Brief -
Can you output the records below exactly as they are written?

Stored records
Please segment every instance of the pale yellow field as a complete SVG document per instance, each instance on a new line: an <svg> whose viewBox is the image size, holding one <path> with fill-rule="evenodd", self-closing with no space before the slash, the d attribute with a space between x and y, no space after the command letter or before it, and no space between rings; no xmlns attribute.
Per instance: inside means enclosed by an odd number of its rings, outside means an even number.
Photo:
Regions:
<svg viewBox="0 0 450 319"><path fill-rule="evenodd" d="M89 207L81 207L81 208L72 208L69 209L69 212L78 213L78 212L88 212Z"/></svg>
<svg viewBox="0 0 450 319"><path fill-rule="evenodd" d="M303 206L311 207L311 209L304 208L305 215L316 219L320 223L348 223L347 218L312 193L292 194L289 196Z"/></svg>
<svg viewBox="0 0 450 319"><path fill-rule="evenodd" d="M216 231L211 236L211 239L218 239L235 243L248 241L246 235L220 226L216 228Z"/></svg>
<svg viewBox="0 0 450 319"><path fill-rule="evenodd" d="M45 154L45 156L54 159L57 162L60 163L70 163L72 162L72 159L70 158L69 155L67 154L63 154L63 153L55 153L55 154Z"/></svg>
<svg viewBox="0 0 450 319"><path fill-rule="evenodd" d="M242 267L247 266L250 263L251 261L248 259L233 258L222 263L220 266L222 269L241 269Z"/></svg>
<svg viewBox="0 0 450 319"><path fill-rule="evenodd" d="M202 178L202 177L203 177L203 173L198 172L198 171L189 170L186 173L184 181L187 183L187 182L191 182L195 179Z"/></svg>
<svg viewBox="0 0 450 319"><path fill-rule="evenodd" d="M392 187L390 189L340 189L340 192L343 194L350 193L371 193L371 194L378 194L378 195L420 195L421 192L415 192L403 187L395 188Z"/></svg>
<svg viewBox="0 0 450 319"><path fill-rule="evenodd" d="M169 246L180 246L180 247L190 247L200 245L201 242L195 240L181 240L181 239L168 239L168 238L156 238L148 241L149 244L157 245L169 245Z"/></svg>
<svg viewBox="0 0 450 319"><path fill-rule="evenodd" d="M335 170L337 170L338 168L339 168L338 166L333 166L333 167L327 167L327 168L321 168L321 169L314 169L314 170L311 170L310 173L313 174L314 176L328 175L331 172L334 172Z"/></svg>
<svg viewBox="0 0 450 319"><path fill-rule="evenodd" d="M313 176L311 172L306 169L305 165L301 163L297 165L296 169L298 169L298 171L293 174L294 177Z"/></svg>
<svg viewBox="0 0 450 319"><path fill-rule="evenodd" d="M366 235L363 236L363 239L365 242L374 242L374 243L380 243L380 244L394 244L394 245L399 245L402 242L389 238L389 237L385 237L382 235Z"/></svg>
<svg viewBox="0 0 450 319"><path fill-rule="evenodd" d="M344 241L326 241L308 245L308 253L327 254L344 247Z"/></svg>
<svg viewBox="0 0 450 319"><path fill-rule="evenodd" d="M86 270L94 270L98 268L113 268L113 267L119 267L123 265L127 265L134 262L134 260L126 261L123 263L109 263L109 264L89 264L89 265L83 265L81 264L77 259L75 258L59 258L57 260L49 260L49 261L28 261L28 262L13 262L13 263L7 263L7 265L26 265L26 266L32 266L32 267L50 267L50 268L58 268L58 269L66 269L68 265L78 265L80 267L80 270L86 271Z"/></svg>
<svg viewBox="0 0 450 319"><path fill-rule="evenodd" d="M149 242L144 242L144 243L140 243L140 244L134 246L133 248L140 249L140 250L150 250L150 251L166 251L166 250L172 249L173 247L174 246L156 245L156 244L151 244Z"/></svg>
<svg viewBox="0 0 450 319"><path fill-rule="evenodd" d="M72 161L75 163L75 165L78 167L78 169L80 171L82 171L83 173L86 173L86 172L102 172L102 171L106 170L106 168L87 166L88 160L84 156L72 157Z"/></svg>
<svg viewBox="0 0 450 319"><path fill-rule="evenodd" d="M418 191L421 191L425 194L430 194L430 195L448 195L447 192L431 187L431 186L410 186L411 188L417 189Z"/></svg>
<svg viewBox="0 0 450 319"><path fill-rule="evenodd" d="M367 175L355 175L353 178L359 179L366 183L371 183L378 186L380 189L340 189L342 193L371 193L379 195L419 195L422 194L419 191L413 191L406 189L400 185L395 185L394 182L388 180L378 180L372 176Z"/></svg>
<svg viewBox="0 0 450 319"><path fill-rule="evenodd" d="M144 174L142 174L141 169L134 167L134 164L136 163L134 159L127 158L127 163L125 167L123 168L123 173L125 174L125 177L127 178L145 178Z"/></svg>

Final answer -
Please segment every instance of the pale yellow field as a complete SVG document per instance, each instance on a new line: an <svg> whose viewBox is the image size, holding one <path> with fill-rule="evenodd", self-closing with no space before the slash, the d attribute with a space between x and y, no space after the command letter or before it, and no space between rings; no xmlns attribute.
Per instance: inside means enclosed by an odd number of its rings, outside means an even number.
Photo:
Regions:
<svg viewBox="0 0 450 319"><path fill-rule="evenodd" d="M89 207L81 207L81 208L72 208L69 209L69 212L78 213L78 212L88 212Z"/></svg>
<svg viewBox="0 0 450 319"><path fill-rule="evenodd" d="M303 206L311 207L311 209L304 208L305 215L316 219L320 223L348 223L347 218L312 193L292 194L289 196Z"/></svg>
<svg viewBox="0 0 450 319"><path fill-rule="evenodd" d="M216 231L211 236L211 239L218 239L235 243L248 241L246 235L220 226L216 228Z"/></svg>
<svg viewBox="0 0 450 319"><path fill-rule="evenodd" d="M45 154L45 156L54 159L57 162L60 163L70 163L72 162L72 159L70 158L69 155L67 154L63 154L63 153L55 153L55 154Z"/></svg>
<svg viewBox="0 0 450 319"><path fill-rule="evenodd" d="M242 267L247 266L250 263L251 261L248 259L233 258L222 263L220 266L222 269L241 269Z"/></svg>
<svg viewBox="0 0 450 319"><path fill-rule="evenodd" d="M202 178L202 177L203 177L203 173L198 172L198 171L189 170L186 173L184 181L187 183L187 182L191 182L195 179Z"/></svg>
<svg viewBox="0 0 450 319"><path fill-rule="evenodd" d="M392 187L390 189L340 189L340 192L343 194L350 193L371 193L371 194L378 194L378 195L420 195L421 192L415 192L403 187L395 188Z"/></svg>
<svg viewBox="0 0 450 319"><path fill-rule="evenodd" d="M169 246L180 246L180 247L190 247L200 245L201 242L195 240L181 240L181 239L168 239L168 238L156 238L148 241L149 244L157 245L169 245Z"/></svg>
<svg viewBox="0 0 450 319"><path fill-rule="evenodd" d="M335 170L337 170L338 168L339 168L338 166L333 166L333 167L327 167L327 168L321 168L321 169L314 169L314 170L311 170L310 173L313 174L314 176L328 175L331 172L334 172Z"/></svg>
<svg viewBox="0 0 450 319"><path fill-rule="evenodd" d="M313 176L311 172L306 169L305 165L301 163L297 165L296 169L298 169L298 171L293 174L294 177Z"/></svg>
<svg viewBox="0 0 450 319"><path fill-rule="evenodd" d="M366 235L363 236L363 239L365 242L374 242L374 243L380 243L380 244L394 244L394 245L399 245L402 242L389 238L389 237L385 237L382 235Z"/></svg>
<svg viewBox="0 0 450 319"><path fill-rule="evenodd" d="M344 241L326 241L308 245L308 253L327 254L344 247Z"/></svg>
<svg viewBox="0 0 450 319"><path fill-rule="evenodd" d="M86 270L94 270L98 268L113 268L113 267L119 267L123 265L127 265L134 262L134 260L126 261L123 263L109 263L109 264L89 264L89 265L83 265L81 264L77 259L75 258L59 258L57 260L49 260L49 261L28 261L28 262L13 262L13 263L7 263L7 265L26 265L26 266L32 266L32 267L50 267L50 268L58 268L58 269L66 269L68 265L78 265L80 267L80 270L86 271Z"/></svg>
<svg viewBox="0 0 450 319"><path fill-rule="evenodd" d="M149 242L144 242L144 243L140 243L140 244L134 246L133 248L140 249L140 250L150 250L150 251L166 251L166 250L172 249L173 247L174 246L156 245L156 244L151 244Z"/></svg>
<svg viewBox="0 0 450 319"><path fill-rule="evenodd" d="M72 161L75 163L75 165L78 167L78 169L80 171L82 171L83 173L86 173L86 172L102 172L102 171L106 170L106 168L87 166L88 160L84 156L72 157Z"/></svg>
<svg viewBox="0 0 450 319"><path fill-rule="evenodd" d="M418 191L421 191L425 194L430 194L430 195L448 195L447 192L431 187L431 186L410 186L411 188L417 189Z"/></svg>
<svg viewBox="0 0 450 319"><path fill-rule="evenodd" d="M367 175L355 175L353 178L359 179L366 183L371 183L378 186L380 189L340 189L342 193L371 193L379 195L419 195L422 194L419 191L413 191L406 189L400 185L395 185L394 182L388 180L378 180L372 176Z"/></svg>
<svg viewBox="0 0 450 319"><path fill-rule="evenodd" d="M144 174L142 174L141 169L134 167L134 164L136 163L134 159L127 158L127 163L125 167L123 168L123 173L125 174L125 177L127 178L145 178Z"/></svg>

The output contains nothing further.